■ What needs to be done
Copy out all the entries below, word for word.

■ Region pointing data
══════════════════════════════

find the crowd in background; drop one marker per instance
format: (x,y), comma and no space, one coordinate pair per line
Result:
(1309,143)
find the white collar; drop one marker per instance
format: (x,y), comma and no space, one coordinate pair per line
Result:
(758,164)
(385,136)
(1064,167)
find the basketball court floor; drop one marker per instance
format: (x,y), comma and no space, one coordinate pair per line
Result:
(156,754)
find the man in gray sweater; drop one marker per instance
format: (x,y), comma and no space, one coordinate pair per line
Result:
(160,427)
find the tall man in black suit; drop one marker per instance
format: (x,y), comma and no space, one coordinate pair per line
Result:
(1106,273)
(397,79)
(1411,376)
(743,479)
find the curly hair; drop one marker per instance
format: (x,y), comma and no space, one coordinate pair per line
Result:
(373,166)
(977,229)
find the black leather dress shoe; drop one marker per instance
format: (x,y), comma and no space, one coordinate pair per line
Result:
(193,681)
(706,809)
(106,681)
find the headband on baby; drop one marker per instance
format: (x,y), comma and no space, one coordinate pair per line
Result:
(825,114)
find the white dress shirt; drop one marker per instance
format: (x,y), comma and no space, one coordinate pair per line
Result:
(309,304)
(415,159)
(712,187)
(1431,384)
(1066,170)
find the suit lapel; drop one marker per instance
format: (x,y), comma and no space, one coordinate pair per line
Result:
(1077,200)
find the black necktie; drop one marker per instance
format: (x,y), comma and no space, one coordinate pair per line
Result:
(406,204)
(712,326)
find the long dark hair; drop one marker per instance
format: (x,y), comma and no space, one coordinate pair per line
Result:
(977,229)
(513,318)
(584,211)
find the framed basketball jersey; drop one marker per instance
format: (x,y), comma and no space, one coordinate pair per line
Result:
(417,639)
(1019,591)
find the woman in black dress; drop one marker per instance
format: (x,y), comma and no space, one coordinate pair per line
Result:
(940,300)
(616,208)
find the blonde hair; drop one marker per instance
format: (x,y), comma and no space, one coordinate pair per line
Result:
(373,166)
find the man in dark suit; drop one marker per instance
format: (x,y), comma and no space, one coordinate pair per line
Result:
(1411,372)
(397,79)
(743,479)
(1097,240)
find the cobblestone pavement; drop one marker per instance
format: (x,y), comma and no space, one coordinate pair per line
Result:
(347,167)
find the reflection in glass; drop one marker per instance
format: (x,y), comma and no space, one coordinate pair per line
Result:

══════════════════════════════

■ Result
find the crowd in background; drop one marker per instance
format: (x,y), comma and no space, one coordinate pair per line
Result:
(1309,143)
find the white collar; drop one marker per instance
format: (x,y), comma and no space, one coordinate pair per line
Result:
(758,164)
(385,136)
(1064,167)
find the basketball court floor; drop one marker per instance
format: (x,y), comma and no space, one coordinate pair per line
Result:
(156,754)
find the man in gray sweater; drop one marker per instance
format: (x,y), comma and no space, one coordinate pair per line
Result:
(160,427)
find the tall man in black suit; drop one marker per instance
format: (x,y), comma and no space, one coordinate pair per line
Result:
(1106,273)
(397,79)
(1411,376)
(743,479)
find the curly hair; drop one marker per instance
format: (x,y), comma and no space, one coordinate pair per line
Result:
(373,166)
(977,229)
find the black leather dress shoe; drop one marker per instance
format: (x,y), comma and no space, one coordinate pair per line
Result:
(193,681)
(706,809)
(106,681)
find the headband on baby; drop one marker per instance
format: (x,y), comma and no space, one coordinate pair per line
Result:
(825,114)
find the white dress shirt; drop one marker per instance
format: (x,y), comma and no space, one coordinate pair per line
Result:
(309,304)
(415,159)
(712,187)
(1431,384)
(1066,170)
find the suit lapel; drop one marker per instance
format: (x,y), comma and no space, one coordinate pair per line
Result:
(1077,200)
find the black necktie; drop one marker per instance
format: (x,y), comma and no space, one coordinate pair per line
Result:
(406,204)
(712,326)
find the long dark hair; drop one marker per instance
format: (x,y), comma and no space, one coordinate pair per line
Result:
(977,229)
(513,318)
(584,211)
find the framed basketball jersey; drop one marker per instance
format: (x,y), comma and no space, one coordinate pair per line
Result:
(417,639)
(1019,591)
find the woman in black dress; drop one marker per instance
format: (x,y), comma and no space, one coordinate pair per line
Result:
(940,300)
(616,208)
find the blonde hair; drop one marker per instance
format: (x,y), comma and no space, one coordinate pair per line
Result:
(373,166)
find the man in dark suit; drop one marker per instance
format: (x,y), comma and no space, one coordinate pair per line
Result:
(1411,372)
(397,79)
(743,479)
(1097,240)
find the cobblestone pavement; drop one marker per instance
format: (x,y), comma and no space, one coordinate pair per line
Result:
(347,167)
find the reflection in glass; drop one marker per instance
format: (x,y), comma and no space, one coordinate pair per line
Result:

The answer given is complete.